Written exercise: Pull out every line of the material below that contains the string "post". Case counts, so match capital and small letters exactly.

>> start Recorded data

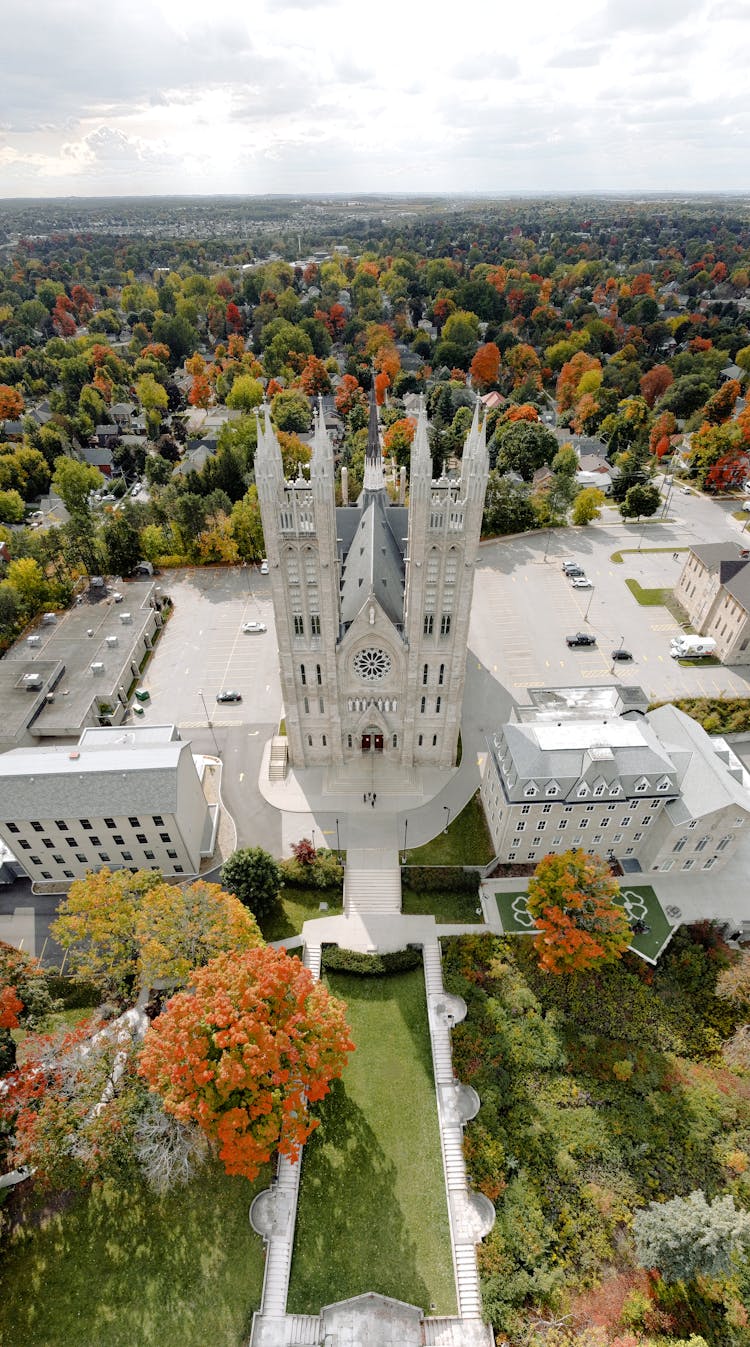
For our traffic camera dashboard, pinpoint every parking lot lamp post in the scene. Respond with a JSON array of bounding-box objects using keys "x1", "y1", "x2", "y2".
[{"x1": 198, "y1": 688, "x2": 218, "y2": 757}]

>> end Recorded data
>> start Recorded data

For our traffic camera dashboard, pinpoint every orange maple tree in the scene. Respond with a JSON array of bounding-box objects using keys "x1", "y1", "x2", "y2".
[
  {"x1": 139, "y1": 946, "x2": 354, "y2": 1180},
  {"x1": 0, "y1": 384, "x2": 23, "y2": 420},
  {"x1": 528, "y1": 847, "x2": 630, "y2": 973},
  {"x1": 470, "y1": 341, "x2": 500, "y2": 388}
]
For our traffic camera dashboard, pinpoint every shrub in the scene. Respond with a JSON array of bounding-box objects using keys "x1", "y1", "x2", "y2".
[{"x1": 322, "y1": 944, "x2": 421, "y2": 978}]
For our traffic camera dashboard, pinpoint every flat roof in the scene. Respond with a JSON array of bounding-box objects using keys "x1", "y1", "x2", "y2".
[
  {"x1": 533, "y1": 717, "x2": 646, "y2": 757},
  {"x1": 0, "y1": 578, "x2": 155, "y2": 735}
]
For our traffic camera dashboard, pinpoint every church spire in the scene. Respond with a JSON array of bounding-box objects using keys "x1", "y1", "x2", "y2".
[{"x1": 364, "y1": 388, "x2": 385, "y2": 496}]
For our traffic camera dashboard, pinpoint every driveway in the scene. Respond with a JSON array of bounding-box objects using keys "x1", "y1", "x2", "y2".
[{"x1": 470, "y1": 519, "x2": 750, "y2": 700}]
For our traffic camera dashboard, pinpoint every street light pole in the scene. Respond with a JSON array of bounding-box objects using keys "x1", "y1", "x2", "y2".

>> end Recorded data
>> start Recorded data

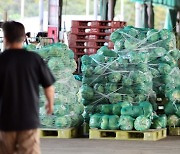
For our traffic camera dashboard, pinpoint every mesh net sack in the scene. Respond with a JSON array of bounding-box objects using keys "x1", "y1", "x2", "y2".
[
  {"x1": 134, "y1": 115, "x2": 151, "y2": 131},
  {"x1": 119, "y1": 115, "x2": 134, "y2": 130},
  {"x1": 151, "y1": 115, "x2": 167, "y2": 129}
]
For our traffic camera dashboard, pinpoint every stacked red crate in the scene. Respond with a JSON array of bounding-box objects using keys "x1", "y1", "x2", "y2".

>> end Recorded data

Response to this task:
For our traffic camera dashboard, pinpoint every parking lot lamp post in the scene. Respond with a JSON array of bounding-box objects using keys "x1", "y1", "x2", "y2".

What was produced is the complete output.